TO DO: Copy out the material below line for line, changing nothing.

Records from a point-labeling set:
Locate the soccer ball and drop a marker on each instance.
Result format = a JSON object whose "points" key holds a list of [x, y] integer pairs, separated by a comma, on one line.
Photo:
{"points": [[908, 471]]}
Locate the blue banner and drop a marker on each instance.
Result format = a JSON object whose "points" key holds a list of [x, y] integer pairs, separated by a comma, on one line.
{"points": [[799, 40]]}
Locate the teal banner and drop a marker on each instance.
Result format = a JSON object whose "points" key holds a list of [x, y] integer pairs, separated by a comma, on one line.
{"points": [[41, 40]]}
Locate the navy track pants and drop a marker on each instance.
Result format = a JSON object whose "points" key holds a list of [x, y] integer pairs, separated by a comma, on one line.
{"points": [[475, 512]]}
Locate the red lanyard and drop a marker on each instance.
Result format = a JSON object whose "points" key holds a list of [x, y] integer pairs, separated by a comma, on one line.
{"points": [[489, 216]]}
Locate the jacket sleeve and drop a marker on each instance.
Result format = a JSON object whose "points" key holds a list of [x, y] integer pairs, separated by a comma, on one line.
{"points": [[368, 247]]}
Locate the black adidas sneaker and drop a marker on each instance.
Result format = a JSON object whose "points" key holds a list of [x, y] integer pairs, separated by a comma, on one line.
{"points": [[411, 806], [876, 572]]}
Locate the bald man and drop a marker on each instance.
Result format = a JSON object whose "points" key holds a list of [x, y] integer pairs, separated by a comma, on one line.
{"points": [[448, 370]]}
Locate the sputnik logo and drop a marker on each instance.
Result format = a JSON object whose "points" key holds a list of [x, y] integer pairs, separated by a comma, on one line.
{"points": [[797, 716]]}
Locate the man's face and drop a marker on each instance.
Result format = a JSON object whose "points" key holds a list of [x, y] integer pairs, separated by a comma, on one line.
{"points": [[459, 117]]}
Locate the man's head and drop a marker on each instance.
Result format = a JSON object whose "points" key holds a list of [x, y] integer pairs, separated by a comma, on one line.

ANSWER TO THIS TASK:
Locate the soccer ball and drop a marker on each instance.
Result format = a JSON object whose "points" key holds a list of [x, y] integer pairs, separated by a comma, on one line.
Photo:
{"points": [[908, 471]]}
Locate the blue banner and drop a marker on each instance.
Result format = a JSON object whose "points" key holds a list of [x, y] integer pairs, separated by a comma, on one line.
{"points": [[799, 40]]}
Locate the teal banner and drop a marker on each instance.
Result format = a JSON object whose "points" key holds a list of [x, y] integer pairs, separated by a comma, on one line.
{"points": [[41, 40]]}
Locate the navy track pants and drop a marker on each instance.
Result format = a JSON object whose "points" key holds a list of [x, y] integer pairs, separated by a comma, on one line.
{"points": [[475, 512]]}
Locate the red lanyard and drop a marker on each instance.
Result format = a JSON object whose "points" key holds a list of [x, y] integer pairs, separated by a comma, on one line.
{"points": [[489, 216]]}
Locate the jacket sleeve and drop a marker on each instance.
Result format = a JSON object whose "points" key holds a list of [x, y] integer pairs, separated by a comma, on one line.
{"points": [[368, 247]]}
Locate the black adidas sneaker and drop a marker on each instance.
Result format = a JSON object whose "points" key holds a list of [x, y] integer pairs, separated by a comma, on one line.
{"points": [[411, 806], [876, 572]]}
Locate the bald man and drop a marker on each instance.
Result format = a JSON object whose "points" key holds a list of [x, y] integer pairs, separated by a comma, on one line.
{"points": [[448, 370]]}
Locate the sputnik logo and drop a marker on each instance.
Result format = a JSON object whose "points" key holds a list of [x, y] integer pairs, separated by a comma, on one line.
{"points": [[797, 716]]}
Locate the man's face and drop a marker on each instance.
Result format = a JSON object whose "points" key holds a list of [x, y] integer pairs, separated by a comma, on one line.
{"points": [[459, 117]]}
Locate the man's head and drop a marker on each instance.
Result format = a JSON object whose "points" key holds a list of [x, y] integer pairs, separated by a comma, on one line.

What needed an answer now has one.